SOURCE DATA:
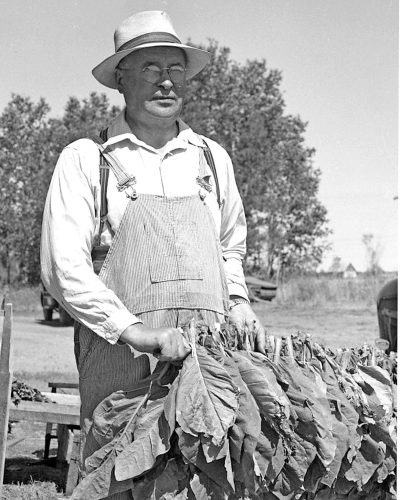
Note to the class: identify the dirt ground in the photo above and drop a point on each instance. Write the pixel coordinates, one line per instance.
(45, 349)
(43, 352)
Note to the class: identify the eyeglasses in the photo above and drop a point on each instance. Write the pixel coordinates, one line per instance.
(153, 73)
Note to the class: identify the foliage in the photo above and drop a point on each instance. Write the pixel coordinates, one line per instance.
(242, 108)
(25, 153)
(373, 251)
(29, 147)
(301, 421)
(239, 105)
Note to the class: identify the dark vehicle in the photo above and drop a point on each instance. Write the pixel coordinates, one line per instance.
(49, 304)
(260, 290)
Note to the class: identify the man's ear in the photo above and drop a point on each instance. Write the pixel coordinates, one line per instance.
(118, 79)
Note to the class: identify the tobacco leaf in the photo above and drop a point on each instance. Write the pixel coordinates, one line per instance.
(219, 471)
(172, 480)
(100, 483)
(114, 411)
(204, 488)
(248, 420)
(378, 389)
(261, 382)
(207, 399)
(312, 409)
(368, 458)
(151, 439)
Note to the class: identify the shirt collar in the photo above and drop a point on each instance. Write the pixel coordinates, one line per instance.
(119, 131)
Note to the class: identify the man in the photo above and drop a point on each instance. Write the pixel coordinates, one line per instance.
(175, 253)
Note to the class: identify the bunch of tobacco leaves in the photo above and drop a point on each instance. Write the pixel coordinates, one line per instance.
(296, 422)
(23, 392)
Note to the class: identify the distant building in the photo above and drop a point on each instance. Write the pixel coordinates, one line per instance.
(350, 272)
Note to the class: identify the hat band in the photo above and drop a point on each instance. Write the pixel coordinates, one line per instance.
(155, 37)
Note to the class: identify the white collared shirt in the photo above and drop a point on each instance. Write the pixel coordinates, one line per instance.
(71, 217)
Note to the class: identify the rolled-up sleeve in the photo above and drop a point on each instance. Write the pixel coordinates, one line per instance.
(70, 221)
(233, 230)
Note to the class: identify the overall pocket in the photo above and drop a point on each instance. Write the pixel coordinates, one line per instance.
(174, 252)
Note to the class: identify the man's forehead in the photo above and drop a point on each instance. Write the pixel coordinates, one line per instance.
(153, 54)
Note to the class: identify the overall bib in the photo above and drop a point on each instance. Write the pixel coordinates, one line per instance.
(165, 264)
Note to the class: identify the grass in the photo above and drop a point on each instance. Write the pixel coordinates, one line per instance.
(310, 290)
(24, 299)
(326, 291)
(35, 490)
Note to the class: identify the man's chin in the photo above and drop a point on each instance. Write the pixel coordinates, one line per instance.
(168, 109)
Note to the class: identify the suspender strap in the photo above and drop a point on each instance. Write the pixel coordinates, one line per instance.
(104, 174)
(210, 162)
(108, 160)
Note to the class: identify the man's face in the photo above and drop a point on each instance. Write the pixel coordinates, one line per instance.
(147, 101)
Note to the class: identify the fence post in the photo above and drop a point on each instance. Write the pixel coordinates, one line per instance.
(5, 385)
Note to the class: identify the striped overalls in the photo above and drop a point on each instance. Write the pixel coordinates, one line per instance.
(165, 264)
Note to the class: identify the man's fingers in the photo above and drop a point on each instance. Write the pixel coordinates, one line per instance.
(259, 338)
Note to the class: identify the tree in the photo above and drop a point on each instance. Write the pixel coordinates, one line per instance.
(373, 251)
(30, 144)
(24, 149)
(241, 106)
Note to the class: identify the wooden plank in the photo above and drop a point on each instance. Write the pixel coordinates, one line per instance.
(65, 437)
(64, 385)
(63, 399)
(45, 412)
(73, 469)
(5, 385)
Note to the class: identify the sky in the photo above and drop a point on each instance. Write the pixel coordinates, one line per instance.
(339, 62)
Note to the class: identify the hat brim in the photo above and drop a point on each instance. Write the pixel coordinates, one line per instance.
(196, 60)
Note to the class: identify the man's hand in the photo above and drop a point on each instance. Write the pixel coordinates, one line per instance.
(243, 316)
(167, 344)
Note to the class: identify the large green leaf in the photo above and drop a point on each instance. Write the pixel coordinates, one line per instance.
(207, 399)
(151, 439)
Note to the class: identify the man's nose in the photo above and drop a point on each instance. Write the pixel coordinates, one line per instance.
(166, 80)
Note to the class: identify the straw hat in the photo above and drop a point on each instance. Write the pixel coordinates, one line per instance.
(147, 29)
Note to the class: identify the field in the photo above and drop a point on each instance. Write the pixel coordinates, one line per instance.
(336, 313)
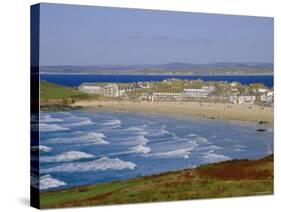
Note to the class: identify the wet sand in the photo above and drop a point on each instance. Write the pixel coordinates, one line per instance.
(223, 111)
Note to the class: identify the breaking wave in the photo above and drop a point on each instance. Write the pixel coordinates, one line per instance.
(66, 157)
(89, 138)
(51, 128)
(41, 148)
(179, 153)
(112, 123)
(79, 124)
(47, 181)
(139, 140)
(101, 164)
(48, 119)
(140, 149)
(211, 157)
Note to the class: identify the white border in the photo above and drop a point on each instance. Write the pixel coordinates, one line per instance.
(15, 101)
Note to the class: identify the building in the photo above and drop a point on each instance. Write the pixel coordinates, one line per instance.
(146, 97)
(90, 88)
(242, 99)
(125, 88)
(162, 96)
(195, 93)
(208, 88)
(110, 90)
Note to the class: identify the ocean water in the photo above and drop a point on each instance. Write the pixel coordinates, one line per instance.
(80, 148)
(75, 80)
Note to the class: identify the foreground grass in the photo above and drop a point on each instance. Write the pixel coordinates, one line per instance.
(225, 179)
(51, 91)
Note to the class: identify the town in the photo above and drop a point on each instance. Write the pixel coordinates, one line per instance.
(184, 90)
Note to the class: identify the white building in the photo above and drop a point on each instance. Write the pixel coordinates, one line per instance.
(242, 99)
(162, 96)
(110, 90)
(208, 88)
(195, 93)
(146, 97)
(90, 88)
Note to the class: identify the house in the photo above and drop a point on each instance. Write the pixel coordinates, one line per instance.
(208, 88)
(195, 93)
(110, 90)
(146, 97)
(242, 99)
(90, 88)
(162, 96)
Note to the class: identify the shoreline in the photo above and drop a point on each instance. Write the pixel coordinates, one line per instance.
(237, 177)
(216, 111)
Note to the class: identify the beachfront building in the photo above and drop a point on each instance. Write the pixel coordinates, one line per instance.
(90, 88)
(242, 99)
(195, 93)
(125, 88)
(165, 96)
(110, 90)
(146, 97)
(267, 97)
(209, 89)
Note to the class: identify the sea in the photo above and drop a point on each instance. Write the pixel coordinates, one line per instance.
(81, 147)
(74, 80)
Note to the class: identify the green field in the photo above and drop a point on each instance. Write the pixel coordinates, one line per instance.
(51, 91)
(224, 179)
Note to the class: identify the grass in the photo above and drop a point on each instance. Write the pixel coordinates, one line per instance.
(51, 91)
(224, 179)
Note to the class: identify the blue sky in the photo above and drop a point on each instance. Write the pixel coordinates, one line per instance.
(87, 35)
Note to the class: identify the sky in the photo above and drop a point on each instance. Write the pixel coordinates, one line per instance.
(88, 35)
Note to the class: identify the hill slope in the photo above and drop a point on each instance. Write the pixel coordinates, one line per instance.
(225, 179)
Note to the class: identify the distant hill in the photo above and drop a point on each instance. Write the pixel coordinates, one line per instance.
(170, 69)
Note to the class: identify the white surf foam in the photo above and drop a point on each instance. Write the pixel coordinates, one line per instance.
(51, 128)
(139, 140)
(48, 181)
(88, 138)
(211, 157)
(41, 148)
(178, 153)
(66, 157)
(96, 138)
(79, 124)
(101, 164)
(112, 123)
(140, 149)
(48, 119)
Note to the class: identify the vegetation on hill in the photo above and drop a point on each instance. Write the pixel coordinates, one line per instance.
(51, 91)
(224, 179)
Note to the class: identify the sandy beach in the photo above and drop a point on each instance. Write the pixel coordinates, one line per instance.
(223, 111)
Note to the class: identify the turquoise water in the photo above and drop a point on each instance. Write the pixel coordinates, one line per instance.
(79, 148)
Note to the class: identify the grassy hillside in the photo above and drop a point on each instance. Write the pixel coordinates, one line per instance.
(225, 179)
(51, 91)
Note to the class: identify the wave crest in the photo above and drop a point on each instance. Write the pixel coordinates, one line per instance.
(66, 157)
(101, 164)
(47, 181)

WHAT NEEDS TO BE DONE:
Your task is to extract the lines running from the one with "Note to the class: identify the sandy" to the end of the material, inclusive, copying each exactly and adding nothing.

THE ANSWER:
Note to the class: identify the sandy beach in the photo above and drop a point on each instance. Write the pixel coordinates, one line per instance.
(223, 111)
Note to the class: identify the turquoise water in the photo above and drop a point on each instance. Write the pixel coordinates, one line per instance.
(79, 148)
Note to the class: identify the grassy hillside in the photo above and drop a point on each instance. Write the pixel coordinates, one line per instance.
(225, 179)
(51, 91)
Note to the class: identify the wave crest in the photo above and drop a point on each instance. Write the pixel coordinates, one line per instance.
(66, 157)
(101, 164)
(47, 181)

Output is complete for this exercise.